[Start of Attachment]

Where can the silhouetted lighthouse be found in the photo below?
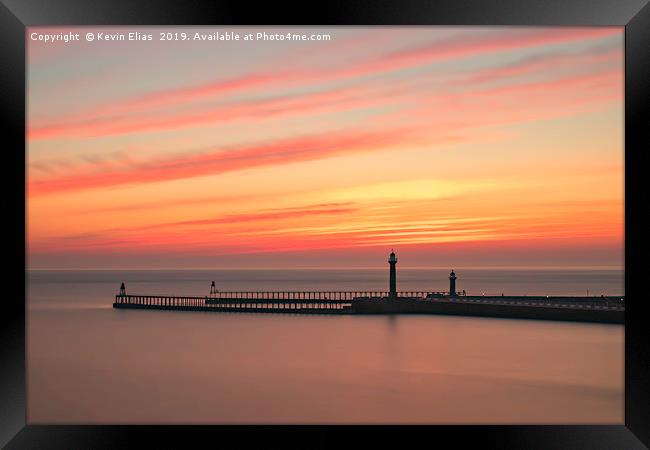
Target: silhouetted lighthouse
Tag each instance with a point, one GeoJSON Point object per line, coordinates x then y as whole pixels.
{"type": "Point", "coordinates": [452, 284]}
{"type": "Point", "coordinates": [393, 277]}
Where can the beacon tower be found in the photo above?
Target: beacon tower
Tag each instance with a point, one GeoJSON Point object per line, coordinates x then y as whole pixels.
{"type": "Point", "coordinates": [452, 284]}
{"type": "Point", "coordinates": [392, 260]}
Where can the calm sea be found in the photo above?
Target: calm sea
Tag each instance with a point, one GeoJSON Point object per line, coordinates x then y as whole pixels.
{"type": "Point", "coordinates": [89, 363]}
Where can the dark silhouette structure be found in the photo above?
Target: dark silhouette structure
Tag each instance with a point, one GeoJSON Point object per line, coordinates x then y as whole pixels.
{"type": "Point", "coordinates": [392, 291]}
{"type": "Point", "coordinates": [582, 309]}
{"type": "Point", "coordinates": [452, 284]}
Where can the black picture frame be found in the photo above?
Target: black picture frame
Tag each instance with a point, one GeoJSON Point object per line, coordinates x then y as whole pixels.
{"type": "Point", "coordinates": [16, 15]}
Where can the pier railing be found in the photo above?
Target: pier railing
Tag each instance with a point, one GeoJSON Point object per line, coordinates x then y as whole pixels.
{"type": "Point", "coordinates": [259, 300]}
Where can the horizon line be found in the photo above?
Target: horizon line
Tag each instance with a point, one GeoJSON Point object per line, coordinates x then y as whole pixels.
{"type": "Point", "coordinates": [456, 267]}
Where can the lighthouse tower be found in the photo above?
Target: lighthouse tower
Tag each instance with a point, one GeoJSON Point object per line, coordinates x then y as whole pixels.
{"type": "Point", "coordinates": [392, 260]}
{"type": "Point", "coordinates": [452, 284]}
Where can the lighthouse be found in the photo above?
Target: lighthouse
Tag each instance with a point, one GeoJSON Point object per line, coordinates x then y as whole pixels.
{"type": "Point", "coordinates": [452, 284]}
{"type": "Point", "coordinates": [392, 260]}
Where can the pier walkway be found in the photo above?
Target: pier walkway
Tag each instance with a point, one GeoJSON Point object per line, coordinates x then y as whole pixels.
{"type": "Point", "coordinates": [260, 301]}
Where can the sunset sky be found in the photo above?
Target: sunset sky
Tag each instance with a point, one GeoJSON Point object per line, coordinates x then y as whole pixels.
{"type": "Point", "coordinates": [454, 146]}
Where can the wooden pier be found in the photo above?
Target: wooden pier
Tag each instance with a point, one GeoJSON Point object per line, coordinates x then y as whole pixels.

[End of Attachment]

» **ACTIVITY**: Copy each line above containing the string "walkway".

» **TASK ANSWER**:
Where can the pier walkway be found in the photo above?
Target: pier walkway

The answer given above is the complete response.